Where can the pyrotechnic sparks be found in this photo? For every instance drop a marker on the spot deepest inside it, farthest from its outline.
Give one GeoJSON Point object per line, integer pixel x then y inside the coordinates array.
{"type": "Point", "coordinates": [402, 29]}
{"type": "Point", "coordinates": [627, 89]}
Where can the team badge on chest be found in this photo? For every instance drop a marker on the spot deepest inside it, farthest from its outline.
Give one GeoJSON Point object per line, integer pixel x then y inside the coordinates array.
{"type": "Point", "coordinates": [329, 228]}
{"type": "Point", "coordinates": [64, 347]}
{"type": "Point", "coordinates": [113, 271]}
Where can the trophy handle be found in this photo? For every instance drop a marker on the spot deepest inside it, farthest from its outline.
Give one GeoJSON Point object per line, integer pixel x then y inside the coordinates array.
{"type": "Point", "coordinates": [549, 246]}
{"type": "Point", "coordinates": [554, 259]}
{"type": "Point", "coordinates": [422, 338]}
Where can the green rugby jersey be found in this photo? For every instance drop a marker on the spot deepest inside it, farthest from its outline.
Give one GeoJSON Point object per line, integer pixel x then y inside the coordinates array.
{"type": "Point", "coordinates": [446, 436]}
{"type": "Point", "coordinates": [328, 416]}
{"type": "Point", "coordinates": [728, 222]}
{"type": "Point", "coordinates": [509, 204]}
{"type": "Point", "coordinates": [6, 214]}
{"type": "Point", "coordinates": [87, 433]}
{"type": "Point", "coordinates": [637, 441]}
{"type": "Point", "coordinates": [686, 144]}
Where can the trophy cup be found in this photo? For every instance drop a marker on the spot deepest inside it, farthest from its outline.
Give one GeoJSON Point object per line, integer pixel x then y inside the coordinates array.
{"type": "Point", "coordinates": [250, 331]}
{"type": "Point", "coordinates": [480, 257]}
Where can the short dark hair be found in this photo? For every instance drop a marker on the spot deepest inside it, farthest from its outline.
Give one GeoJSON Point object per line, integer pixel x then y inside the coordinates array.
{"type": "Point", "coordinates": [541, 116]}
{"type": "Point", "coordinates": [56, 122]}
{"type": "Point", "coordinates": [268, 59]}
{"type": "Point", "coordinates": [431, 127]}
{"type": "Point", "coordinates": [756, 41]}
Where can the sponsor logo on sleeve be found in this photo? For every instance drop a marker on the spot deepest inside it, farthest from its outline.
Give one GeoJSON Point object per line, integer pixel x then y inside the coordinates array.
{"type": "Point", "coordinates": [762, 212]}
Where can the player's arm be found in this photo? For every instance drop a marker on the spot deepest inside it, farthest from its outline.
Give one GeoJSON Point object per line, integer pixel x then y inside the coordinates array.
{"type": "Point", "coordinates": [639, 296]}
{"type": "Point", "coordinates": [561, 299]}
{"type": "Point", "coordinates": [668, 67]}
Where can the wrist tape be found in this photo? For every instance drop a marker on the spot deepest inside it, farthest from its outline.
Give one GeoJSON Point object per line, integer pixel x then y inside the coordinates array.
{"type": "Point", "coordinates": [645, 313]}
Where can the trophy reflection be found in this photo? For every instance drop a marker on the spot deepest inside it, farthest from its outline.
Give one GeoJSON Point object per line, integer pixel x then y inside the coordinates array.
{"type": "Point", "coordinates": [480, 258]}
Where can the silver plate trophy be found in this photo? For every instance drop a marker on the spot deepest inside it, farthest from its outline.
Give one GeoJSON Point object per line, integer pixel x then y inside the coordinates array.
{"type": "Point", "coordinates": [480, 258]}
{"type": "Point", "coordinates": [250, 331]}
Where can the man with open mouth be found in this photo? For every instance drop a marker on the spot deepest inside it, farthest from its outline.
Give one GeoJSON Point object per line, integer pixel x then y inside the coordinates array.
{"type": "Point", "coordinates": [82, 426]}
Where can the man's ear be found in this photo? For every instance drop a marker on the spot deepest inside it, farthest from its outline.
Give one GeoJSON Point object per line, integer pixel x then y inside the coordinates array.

★ ★ ★

● **Short problem**
Can you arrange every line of the material above as a numbered list, leaving out any blank lines?

● **Correct response**
1. Where can the pyrotechnic sparks be found in this photo? For every instance drop a marker on the spot deepest inside it, farthest from its outline.
2. Give one GeoJSON Point object per line, integer pixel x then y inside the coordinates array.
3. {"type": "Point", "coordinates": [402, 29]}
4. {"type": "Point", "coordinates": [627, 89]}
5. Where can the team badge on chest be found in this photo? For every instance drop a marker on the spot deepest inside it, farthest from its outline.
6. Give one GeoJSON Point object per line, integer pixel x then y inside the coordinates array.
7. {"type": "Point", "coordinates": [329, 228]}
8. {"type": "Point", "coordinates": [64, 347]}
9. {"type": "Point", "coordinates": [113, 271]}
10. Where can the trophy handle be found in this photo? For every instance drop a marker on the spot deepest inside it, farthest from its outline.
11. Give one GeoJSON Point object per line, integer pixel x then y inside the coordinates array.
12. {"type": "Point", "coordinates": [549, 246]}
13. {"type": "Point", "coordinates": [554, 259]}
14. {"type": "Point", "coordinates": [422, 338]}
15. Where can the green rugby jersey be found in this photo? For every instance drop a marker on the spot deepest inside it, farthest from its outline.
16. Give one GeoJSON Point object per line, integer pixel x then y inside the coordinates array.
17. {"type": "Point", "coordinates": [446, 436]}
18. {"type": "Point", "coordinates": [328, 416]}
19. {"type": "Point", "coordinates": [728, 222]}
20. {"type": "Point", "coordinates": [509, 204]}
21. {"type": "Point", "coordinates": [6, 214]}
22. {"type": "Point", "coordinates": [87, 433]}
23. {"type": "Point", "coordinates": [637, 441]}
24. {"type": "Point", "coordinates": [686, 144]}
25. Where can the trophy cup be found in this photo? For every instance drop a marker on the spot deepest inside it, farthest from its outline.
26. Give one GeoJSON Point object per line, integer pixel x then y inside the coordinates array.
27. {"type": "Point", "coordinates": [250, 331]}
28. {"type": "Point", "coordinates": [480, 257]}
29. Where can the short dark hair be found in this photo? For every instance drop a marker on the spot deepest inside it, farthest from its outline.
30. Give one GeoJSON Point object per line, integer pixel x then y inside the coordinates array.
31. {"type": "Point", "coordinates": [541, 116]}
32. {"type": "Point", "coordinates": [56, 122]}
33. {"type": "Point", "coordinates": [268, 59]}
34. {"type": "Point", "coordinates": [431, 127]}
35. {"type": "Point", "coordinates": [756, 41]}
36. Where can the sponsor logo on sleeve be found in this photo? For every instance drop a marker on the spot deepest inside it, farthest from its outline.
37. Give one GeoJSON Point object per line, integer pixel x then y inside the coordinates array.
38. {"type": "Point", "coordinates": [762, 212]}
39. Where can the player's arm be found in this photo? For every instance drop a marker on the spot deepest inside it, farthest from its outline.
40. Give one GeoJSON Point object per line, integer pixel x then y inside the coordinates array.
41. {"type": "Point", "coordinates": [639, 296]}
42. {"type": "Point", "coordinates": [561, 299]}
43. {"type": "Point", "coordinates": [668, 67]}
44. Where can the wrist tape be found in this photo? For every instance drop a marker on the spot deepest inside it, farthest from its outline.
45. Give one GeoJSON Point object per line, integer pixel x then y inside the coordinates array.
46. {"type": "Point", "coordinates": [645, 313]}
47. Where can the trophy reflection be found in this photo? For every instance drop a marker on the spot deepest inside it, farthest from its outline.
48. Give one GeoJSON Point object per line, integer pixel x then y inside the coordinates array.
49. {"type": "Point", "coordinates": [480, 258]}
50. Where can the silver plate trophy be found in this photo? For every instance drop a marker on the spot deepest inside it, farthest from its outline.
51. Give one GeoJSON Point object per line, integer pixel x then y inside the coordinates array.
52. {"type": "Point", "coordinates": [480, 258]}
53. {"type": "Point", "coordinates": [250, 331]}
54. Where can the man with open mouth be found in this photo? For every instance drop a marker on the spot deepest inside it, farthest from its outline.
55. Give one GeoJSON Point object per line, integer pixel x then y inside the coordinates array.
56. {"type": "Point", "coordinates": [82, 426]}
57. Where can the man's ear be found in this photo? For every instance drop a marker on the spot deepest inside it, farthest from its outline.
58. Give one GeoJSON Point object per line, integer pixel x then y inside the coordinates array.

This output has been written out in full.